> **Your task**
Could you write out, word for word, only the lines from the one containing "Exercise. Point to the standing" through the last line of the data below?

> **The records**
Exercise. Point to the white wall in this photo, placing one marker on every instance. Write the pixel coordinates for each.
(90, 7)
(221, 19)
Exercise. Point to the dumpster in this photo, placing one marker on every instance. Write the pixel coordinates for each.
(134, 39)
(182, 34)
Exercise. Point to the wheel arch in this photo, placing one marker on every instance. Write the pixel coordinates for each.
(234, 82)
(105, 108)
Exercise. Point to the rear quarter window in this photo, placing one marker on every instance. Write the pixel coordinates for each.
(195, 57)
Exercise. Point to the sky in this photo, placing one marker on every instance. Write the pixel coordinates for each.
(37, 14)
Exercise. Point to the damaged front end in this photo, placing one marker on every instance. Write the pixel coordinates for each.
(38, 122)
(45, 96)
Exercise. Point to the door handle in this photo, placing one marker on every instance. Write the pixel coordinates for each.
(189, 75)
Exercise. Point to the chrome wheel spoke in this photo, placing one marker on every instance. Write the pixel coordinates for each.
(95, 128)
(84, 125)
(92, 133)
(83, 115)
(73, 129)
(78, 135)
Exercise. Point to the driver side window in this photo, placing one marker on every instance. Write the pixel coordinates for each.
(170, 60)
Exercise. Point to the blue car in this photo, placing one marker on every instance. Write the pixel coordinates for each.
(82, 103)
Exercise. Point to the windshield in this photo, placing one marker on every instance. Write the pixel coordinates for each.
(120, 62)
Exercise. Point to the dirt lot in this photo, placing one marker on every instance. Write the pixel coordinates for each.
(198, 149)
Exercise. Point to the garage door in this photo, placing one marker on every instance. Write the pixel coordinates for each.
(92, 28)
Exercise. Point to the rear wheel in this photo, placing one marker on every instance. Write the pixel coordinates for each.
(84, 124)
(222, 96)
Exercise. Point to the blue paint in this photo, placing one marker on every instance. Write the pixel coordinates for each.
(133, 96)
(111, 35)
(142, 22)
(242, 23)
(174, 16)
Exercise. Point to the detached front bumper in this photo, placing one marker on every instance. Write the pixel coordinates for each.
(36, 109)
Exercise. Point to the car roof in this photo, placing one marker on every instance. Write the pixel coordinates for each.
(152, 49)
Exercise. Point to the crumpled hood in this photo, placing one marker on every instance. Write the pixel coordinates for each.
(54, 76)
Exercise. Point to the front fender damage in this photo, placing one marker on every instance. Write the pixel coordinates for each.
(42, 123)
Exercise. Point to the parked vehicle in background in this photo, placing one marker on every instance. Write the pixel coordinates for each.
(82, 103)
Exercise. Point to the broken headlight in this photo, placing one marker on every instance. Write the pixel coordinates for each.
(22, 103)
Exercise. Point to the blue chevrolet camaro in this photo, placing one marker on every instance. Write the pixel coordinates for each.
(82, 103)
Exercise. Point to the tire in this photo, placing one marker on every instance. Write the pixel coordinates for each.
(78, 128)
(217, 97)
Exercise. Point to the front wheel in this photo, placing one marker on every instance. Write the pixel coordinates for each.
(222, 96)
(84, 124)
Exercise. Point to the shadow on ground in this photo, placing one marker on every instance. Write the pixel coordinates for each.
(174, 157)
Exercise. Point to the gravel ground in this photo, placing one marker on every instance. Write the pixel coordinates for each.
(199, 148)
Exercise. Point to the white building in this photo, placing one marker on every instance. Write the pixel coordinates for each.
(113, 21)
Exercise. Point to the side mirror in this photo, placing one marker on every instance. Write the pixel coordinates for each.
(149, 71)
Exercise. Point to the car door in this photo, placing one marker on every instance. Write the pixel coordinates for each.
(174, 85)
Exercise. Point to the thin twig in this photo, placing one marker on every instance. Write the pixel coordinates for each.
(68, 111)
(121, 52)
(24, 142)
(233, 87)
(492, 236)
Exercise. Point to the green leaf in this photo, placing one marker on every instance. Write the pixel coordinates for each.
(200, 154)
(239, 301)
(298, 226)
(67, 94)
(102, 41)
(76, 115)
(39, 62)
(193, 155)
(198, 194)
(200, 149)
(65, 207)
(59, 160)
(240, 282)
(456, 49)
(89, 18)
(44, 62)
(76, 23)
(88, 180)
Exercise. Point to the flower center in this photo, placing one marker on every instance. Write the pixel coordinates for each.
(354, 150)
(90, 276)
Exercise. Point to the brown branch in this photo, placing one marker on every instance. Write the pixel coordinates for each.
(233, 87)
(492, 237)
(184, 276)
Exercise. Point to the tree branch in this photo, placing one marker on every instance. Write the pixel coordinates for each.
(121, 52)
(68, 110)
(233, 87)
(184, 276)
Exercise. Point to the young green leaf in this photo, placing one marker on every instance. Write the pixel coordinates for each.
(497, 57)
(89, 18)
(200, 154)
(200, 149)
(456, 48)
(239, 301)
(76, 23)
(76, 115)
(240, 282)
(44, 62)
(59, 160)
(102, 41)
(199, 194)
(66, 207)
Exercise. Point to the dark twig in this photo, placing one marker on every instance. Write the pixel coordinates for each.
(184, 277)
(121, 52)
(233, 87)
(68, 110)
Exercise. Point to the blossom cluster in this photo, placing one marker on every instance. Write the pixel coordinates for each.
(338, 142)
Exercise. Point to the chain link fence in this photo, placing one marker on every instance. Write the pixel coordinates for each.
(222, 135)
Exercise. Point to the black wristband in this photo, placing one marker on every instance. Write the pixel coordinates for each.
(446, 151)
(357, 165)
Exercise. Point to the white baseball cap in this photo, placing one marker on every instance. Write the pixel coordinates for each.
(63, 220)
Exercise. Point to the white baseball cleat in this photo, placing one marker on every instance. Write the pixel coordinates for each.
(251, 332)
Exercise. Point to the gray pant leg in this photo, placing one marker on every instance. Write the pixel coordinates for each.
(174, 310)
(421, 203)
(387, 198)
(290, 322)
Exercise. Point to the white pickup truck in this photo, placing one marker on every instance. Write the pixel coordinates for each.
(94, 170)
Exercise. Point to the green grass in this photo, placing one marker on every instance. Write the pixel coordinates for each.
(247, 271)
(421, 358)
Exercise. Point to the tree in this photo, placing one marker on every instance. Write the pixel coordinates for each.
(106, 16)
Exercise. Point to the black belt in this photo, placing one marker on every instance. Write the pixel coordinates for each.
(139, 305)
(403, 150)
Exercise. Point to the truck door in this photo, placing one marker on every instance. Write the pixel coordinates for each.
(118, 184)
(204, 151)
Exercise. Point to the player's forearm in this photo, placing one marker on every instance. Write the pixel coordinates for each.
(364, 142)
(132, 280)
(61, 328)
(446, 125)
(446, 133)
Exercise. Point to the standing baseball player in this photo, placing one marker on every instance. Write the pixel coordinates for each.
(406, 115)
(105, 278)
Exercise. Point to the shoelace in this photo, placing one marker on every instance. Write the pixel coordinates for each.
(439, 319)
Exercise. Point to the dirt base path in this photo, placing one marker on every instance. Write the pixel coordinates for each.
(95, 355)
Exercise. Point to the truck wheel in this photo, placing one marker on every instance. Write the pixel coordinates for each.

> **Reply**
Exercise. Point to the standing baseball player in this photo, placing one marker on every instance. Write the pixel coordinates for each.
(406, 115)
(105, 278)
Exercise. Point to the shoelace in this photo, placing one marker on every instance. Write the pixel coordinates for each.
(439, 319)
Exercise. Point to the dirt base path in this photo, placing one marker on every instance. Write the pixel coordinates for each.
(95, 355)
Exercise. Point to the truck wheel in this photo, placing one marker on every instance. Write the pixel coordinates for each.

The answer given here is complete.